- Exercise requirements -
Rewrite the records below, substituting "cardigan" for each occurrence of "sweater" and changing nothing else. Omit the pictures from your answer.

* Begin Data excerpts *

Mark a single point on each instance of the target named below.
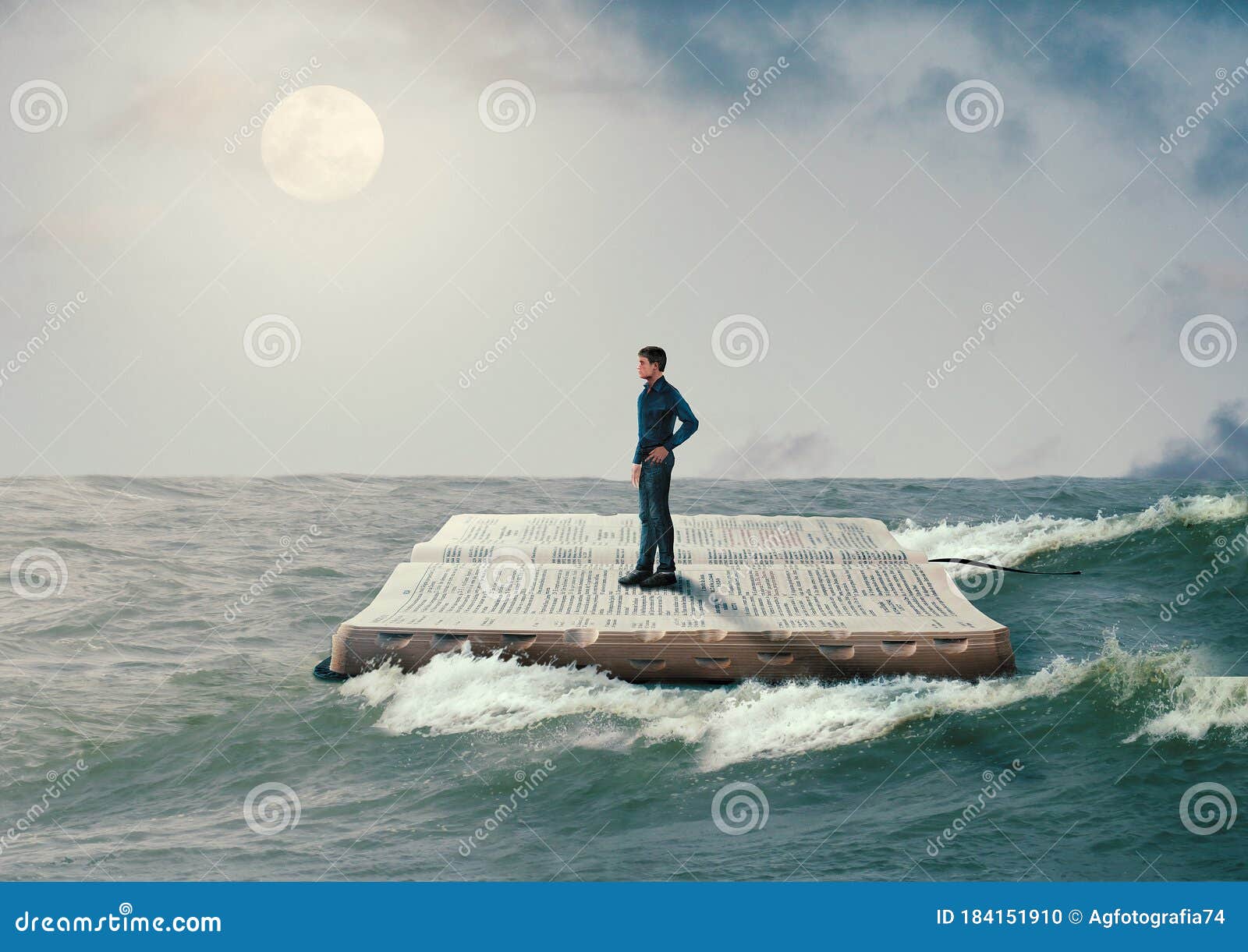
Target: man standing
(658, 407)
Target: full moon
(322, 143)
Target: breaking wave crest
(1011, 540)
(459, 692)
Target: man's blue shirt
(658, 409)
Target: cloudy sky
(819, 270)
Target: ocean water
(160, 719)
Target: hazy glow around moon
(322, 143)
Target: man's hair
(654, 355)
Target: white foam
(1197, 705)
(1016, 540)
(459, 692)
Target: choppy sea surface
(159, 717)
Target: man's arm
(688, 424)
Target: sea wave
(459, 694)
(1011, 540)
(1197, 705)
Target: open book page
(573, 540)
(864, 598)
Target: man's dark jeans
(657, 530)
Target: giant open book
(759, 596)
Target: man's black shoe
(661, 580)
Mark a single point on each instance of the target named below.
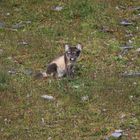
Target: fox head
(72, 53)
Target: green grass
(113, 101)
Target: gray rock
(57, 8)
(23, 43)
(126, 23)
(48, 97)
(12, 72)
(85, 98)
(116, 135)
(28, 22)
(28, 71)
(18, 26)
(1, 51)
(2, 25)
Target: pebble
(1, 51)
(2, 25)
(18, 26)
(22, 43)
(85, 98)
(48, 97)
(126, 23)
(138, 50)
(28, 71)
(58, 8)
(117, 133)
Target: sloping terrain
(103, 97)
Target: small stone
(12, 71)
(2, 25)
(138, 50)
(18, 26)
(1, 51)
(126, 23)
(116, 135)
(84, 98)
(8, 14)
(28, 22)
(48, 97)
(119, 131)
(22, 43)
(57, 8)
(28, 71)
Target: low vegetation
(99, 100)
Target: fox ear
(79, 47)
(66, 47)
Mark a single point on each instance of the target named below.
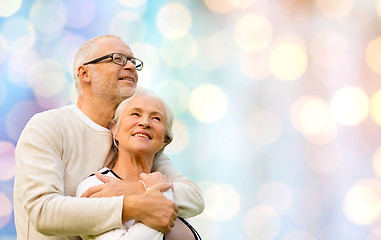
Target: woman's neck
(129, 166)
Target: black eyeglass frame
(138, 67)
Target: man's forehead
(113, 44)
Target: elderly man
(60, 147)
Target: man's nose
(130, 65)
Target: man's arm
(39, 187)
(186, 194)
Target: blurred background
(277, 103)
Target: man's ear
(83, 74)
(114, 131)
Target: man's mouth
(142, 135)
(127, 79)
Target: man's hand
(113, 187)
(152, 208)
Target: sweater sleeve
(137, 231)
(186, 194)
(40, 178)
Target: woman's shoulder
(91, 181)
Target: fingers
(162, 187)
(91, 191)
(103, 177)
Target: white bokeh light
(47, 78)
(178, 52)
(265, 127)
(208, 103)
(174, 20)
(129, 26)
(7, 163)
(8, 8)
(253, 32)
(175, 94)
(362, 203)
(44, 9)
(350, 105)
(262, 223)
(23, 39)
(335, 8)
(222, 201)
(3, 48)
(180, 138)
(288, 61)
(277, 195)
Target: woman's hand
(113, 187)
(153, 178)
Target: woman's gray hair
(86, 53)
(139, 91)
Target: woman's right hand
(153, 178)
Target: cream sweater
(55, 152)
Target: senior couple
(117, 132)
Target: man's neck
(101, 112)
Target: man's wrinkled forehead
(109, 44)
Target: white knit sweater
(55, 152)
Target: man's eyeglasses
(119, 59)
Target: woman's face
(142, 126)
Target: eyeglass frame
(111, 55)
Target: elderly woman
(141, 128)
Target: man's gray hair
(85, 53)
(139, 91)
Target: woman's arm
(186, 193)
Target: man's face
(109, 80)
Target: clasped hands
(148, 206)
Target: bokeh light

* End Data excerpts *

- Response for this exercise -
Mark a single point on each instance of the target named below.
Target: man standing
(658, 407)
Target: full moon
(322, 143)
Target: breaking wave crest
(1011, 540)
(459, 692)
Target: man's blue shirt
(658, 409)
Target: cloudy sky
(819, 270)
Target: ocean water
(160, 719)
Target: hazy glow around moon
(322, 143)
Target: man's hair
(654, 355)
Target: white foam
(1197, 705)
(1016, 540)
(459, 692)
Target: choppy sea surface
(159, 717)
Target: man's arm
(688, 424)
Target: sea wave
(459, 694)
(1011, 540)
(1197, 705)
Target: open book page
(573, 540)
(864, 598)
Target: man's dark jeans
(657, 530)
Target: giant open book
(759, 596)
Target: man's black shoe
(661, 580)
Mark a single point on each instance of the target named below.
Target: fox head
(72, 53)
Target: green grass
(113, 101)
Target: gray rock
(57, 8)
(23, 43)
(126, 23)
(48, 97)
(12, 72)
(85, 98)
(116, 135)
(28, 22)
(28, 71)
(18, 26)
(1, 51)
(2, 25)
Target: pebble
(1, 51)
(2, 25)
(18, 26)
(22, 43)
(85, 98)
(48, 97)
(126, 23)
(138, 50)
(28, 71)
(58, 8)
(117, 133)
Target: sloping terrain
(103, 97)
Target: small stone
(12, 71)
(2, 25)
(138, 50)
(18, 26)
(1, 51)
(126, 23)
(116, 135)
(84, 98)
(8, 14)
(28, 22)
(48, 97)
(119, 131)
(22, 43)
(57, 8)
(28, 71)
Target: low vegetation
(99, 100)
Target: fox ear
(79, 47)
(66, 47)
Mark a single point on each instance of the target named below.
Target: woman's neck
(129, 166)
Target: black eyeglass frame
(138, 67)
Target: man's forehead
(113, 44)
Target: elderly man
(60, 147)
Target: man's nose
(130, 65)
Target: man's arm
(39, 187)
(186, 194)
Target: blurred background
(277, 103)
Target: man's ear
(83, 74)
(114, 131)
Target: man's mouth
(142, 135)
(127, 79)
Target: man's hand
(113, 187)
(152, 208)
Target: cardigan sleeve
(137, 231)
(186, 194)
(40, 178)
Target: woman's shoulder
(91, 181)
Target: fingers
(162, 187)
(91, 191)
(103, 177)
Target: white bokeh light
(47, 78)
(178, 52)
(265, 127)
(208, 103)
(174, 20)
(129, 26)
(7, 163)
(8, 8)
(253, 32)
(175, 94)
(362, 203)
(44, 9)
(350, 105)
(262, 223)
(23, 39)
(335, 8)
(222, 201)
(3, 48)
(180, 138)
(288, 61)
(277, 195)
Target: woman's hand
(113, 187)
(153, 178)
Target: woman's gray hair
(86, 53)
(139, 91)
Target: woman's right hand
(153, 178)
Target: cream cardigan
(55, 152)
Target: senior couple
(117, 132)
Target: man's neck
(101, 112)
Target: man's wrinkled forehead
(109, 44)
Target: white knit cardigan
(55, 152)
Target: man's eyeglasses
(119, 59)
Target: woman's face
(142, 126)
Target: eyeglass frame
(111, 55)
Target: elderly woman
(141, 128)
Target: man's gray hair
(85, 53)
(139, 91)
Target: woman's arm
(186, 193)
Target: man's face
(109, 80)
Target: clasped hands
(148, 206)
Target: bokeh light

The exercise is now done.